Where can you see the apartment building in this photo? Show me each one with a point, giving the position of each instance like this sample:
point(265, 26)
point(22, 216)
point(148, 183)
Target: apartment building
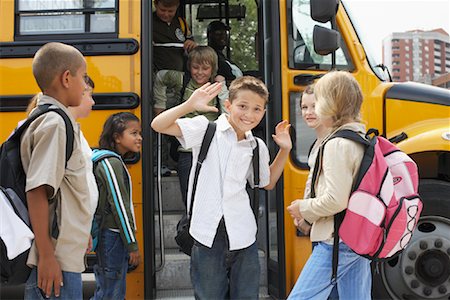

+--

◆ What the task asks ◆
Copy every line of the listing where the word "building" appears.

◆ The answer ◆
Where can you see the apartment building in this photo? Show me each one with a point, giving the position of each instance like this sample:
Target: apartment building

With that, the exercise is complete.